抜粋テキスト:

日記はソフトウェア工学の論文ネタが中心です.

最近のお知らせ (古いものはこちら)


2002-10-10 古い日記からの変換データ

_ AspectJ

AspectJ についての話を,研究室の web 用に書いたので,それを流用してアスペクト指向のコンセプトについての話を追加.

_ カウンタ

久しぶりにトップページを見てみたら,カウンタがもう200に届こうかというところ.こんな内容のないサイトでも 5件/日 くらいは見てくれる人がいるのね.


2003-10-10 古い日記からの変換データ

_ AspectJ

例外処理の話を追加.それにしても,アスペクトが投げる例外くらいオブジェクト側は無視してくれればいいのに……と思う.

catch (Throwable) などで後処理を行ってからthrow し直している場合,例外ハンドラに引っかからないとそれはそれで問題になる(後処理に失敗する恐れがある)ので困ったものではあるが.

結局,例外の制御フローがオブジェクト上の制御フローに直接載ってしまう時点でダメなんだろうか.


2006-10-10

_ [論文] AOASIA2006関連その2:Fluid AOP

Gregor Kiczales のビデオ接続な Keynote Talk と Terry Hon の発表で,Fluid AOP について説明がありました(Hon, T. et al.: Fluid AOP Join Point Models).

Gregor としては,アスペクトがやっていいことをコード上に明示してアスペクトの能力を制限するのは嬉しくないと思っていたりするようです.どうせほとんどの人は統合開発環境を使うんだから,賢い開発環境のサポート下でプログラムを書く,というのを目指しているようです.

Fluid AOP は,けっこう前にも別のところで論文出てた気がするんですが,プログラミング言語自体は普通のJavaなどを使用し,開発環境が必要に応じて(開発者が「ロギングのコードをいじりたい」というような作業ごとのポイントカットを定義して)該当するコードを発見し,それらのコード片を一括して修正するというアプローチです.

発想としては,「開発者ごとに取り扱うコードのかたまりは違うんだから,開発者が作業ごとに動的にモジュールを構成すればいいよね」といった感じです.過去にあった「ファイル単位にとらわれないソースコードビューを作りましょう」という研究に近いと思います.

今のところ,この手法は,特別なソースコードエディタとして実装されています.クエリに対してコード片集合を抜き出してきて,個々のコード片ごとに違う部分は obj.update***(x, ***) のように塗りつぶしてマージし,見かけ上単一のコード片として提示します.そして,そのコード片を開発者が書き換えると,実際にはポイントカットに該当しているすべてのコードがまとめて編集されます.

このアプローチは,保存結果はただのJavaファイルですし,コンパイラその他の道具も特に変わりません.言語を導入するよりも開発プロセスへの導入の敷居が低く,この環境で書いたコードの実行自体は既存のプラットフォーム上でできるという利点があります.個人的には好みだったりします.

安心して使うには,ちゃんと正しいポイントカットを書いて全部のコードを漏れなく変更しているのかどうかとか,何か他のサポートが必要になってきそうな気はします.しかし,現状,普通のエディタで検索+全置換とかで多数のコード片を編集することを考えると(私が知らないだけかもしれませんが),実用上はそんなに困らないのかもしれません.

課題:
上の抜粋テキストによると、Fluid AOP の手法は今のところどのような形で実装されているか。

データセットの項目
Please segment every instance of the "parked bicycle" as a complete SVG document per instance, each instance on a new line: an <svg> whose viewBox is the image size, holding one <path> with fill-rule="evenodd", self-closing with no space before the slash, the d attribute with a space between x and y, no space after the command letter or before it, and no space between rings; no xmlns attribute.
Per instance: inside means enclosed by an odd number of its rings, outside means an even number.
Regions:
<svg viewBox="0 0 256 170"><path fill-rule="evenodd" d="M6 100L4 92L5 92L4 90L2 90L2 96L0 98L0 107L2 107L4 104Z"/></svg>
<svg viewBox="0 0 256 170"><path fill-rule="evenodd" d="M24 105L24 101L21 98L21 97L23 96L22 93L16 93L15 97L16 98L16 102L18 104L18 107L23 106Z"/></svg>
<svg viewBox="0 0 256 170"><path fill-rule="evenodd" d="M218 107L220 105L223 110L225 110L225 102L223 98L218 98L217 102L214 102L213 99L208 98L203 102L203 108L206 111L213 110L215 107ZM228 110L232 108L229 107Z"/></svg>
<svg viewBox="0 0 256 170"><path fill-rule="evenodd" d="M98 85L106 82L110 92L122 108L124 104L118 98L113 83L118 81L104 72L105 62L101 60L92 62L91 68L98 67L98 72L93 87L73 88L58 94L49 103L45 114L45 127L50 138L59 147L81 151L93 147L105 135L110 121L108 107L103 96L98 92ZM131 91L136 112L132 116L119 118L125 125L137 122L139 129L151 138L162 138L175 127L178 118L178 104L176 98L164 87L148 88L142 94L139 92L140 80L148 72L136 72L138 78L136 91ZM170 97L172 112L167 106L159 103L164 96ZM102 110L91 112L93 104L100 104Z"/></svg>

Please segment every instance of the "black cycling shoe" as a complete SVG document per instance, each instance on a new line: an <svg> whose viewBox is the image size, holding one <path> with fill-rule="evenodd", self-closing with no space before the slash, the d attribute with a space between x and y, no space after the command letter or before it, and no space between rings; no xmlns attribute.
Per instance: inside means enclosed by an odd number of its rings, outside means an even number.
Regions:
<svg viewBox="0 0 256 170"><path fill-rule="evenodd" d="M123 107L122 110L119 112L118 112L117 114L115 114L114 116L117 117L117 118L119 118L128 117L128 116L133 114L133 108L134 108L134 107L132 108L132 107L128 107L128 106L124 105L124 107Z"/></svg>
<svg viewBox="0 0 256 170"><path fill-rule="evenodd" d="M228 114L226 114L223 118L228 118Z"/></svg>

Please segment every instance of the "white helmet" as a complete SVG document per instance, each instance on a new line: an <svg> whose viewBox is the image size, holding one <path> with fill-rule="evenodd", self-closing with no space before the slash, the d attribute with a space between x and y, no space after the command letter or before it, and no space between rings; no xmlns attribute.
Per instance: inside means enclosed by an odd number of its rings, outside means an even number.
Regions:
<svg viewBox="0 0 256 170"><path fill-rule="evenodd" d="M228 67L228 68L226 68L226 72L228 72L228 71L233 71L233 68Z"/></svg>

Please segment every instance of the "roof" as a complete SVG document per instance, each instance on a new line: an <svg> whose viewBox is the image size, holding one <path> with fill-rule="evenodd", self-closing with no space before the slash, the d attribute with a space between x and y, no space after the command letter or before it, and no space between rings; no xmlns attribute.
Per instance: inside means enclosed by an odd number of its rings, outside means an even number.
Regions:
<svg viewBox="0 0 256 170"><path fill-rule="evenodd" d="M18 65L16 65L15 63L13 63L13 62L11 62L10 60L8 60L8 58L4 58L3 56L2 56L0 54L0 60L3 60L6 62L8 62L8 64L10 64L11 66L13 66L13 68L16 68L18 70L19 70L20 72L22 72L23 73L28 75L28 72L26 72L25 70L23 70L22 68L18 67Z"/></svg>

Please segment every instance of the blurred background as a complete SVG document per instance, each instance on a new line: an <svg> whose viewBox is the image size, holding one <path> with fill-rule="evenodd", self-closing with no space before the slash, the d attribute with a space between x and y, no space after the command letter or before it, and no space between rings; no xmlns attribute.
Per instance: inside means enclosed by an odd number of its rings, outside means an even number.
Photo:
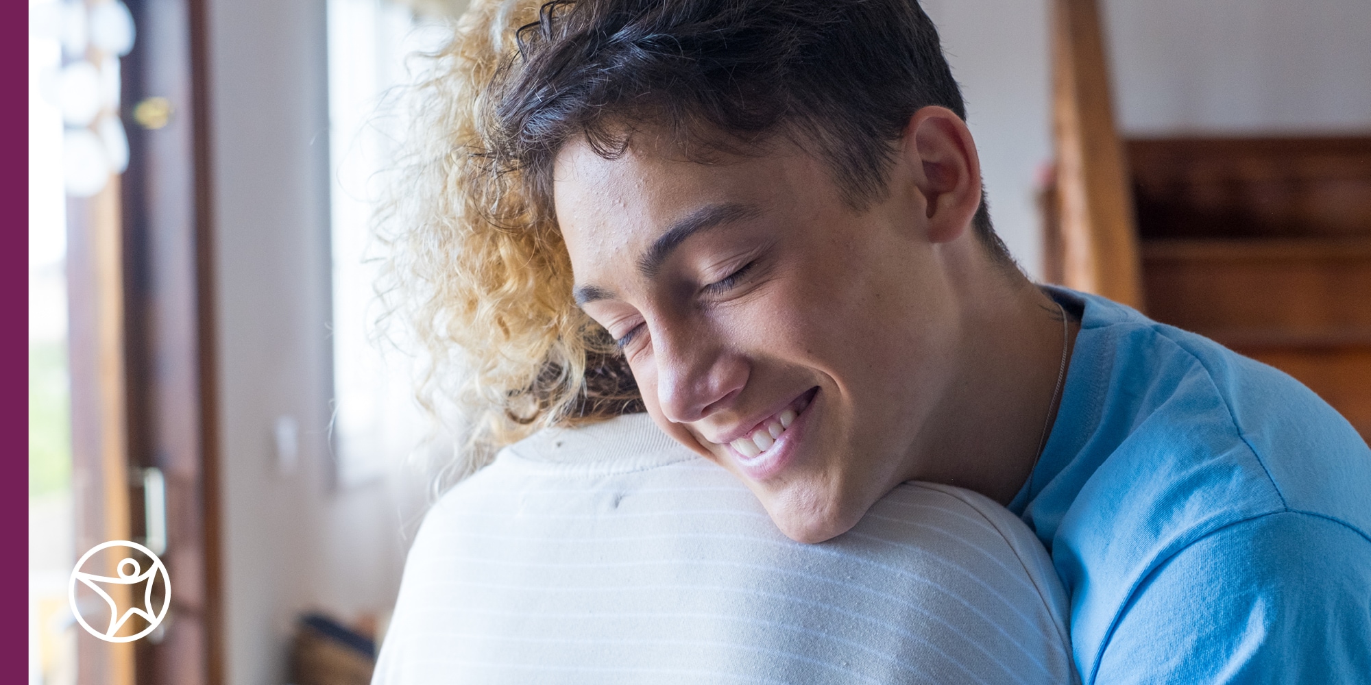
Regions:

最終回答:
特別なソースコードエディタとして実装されている。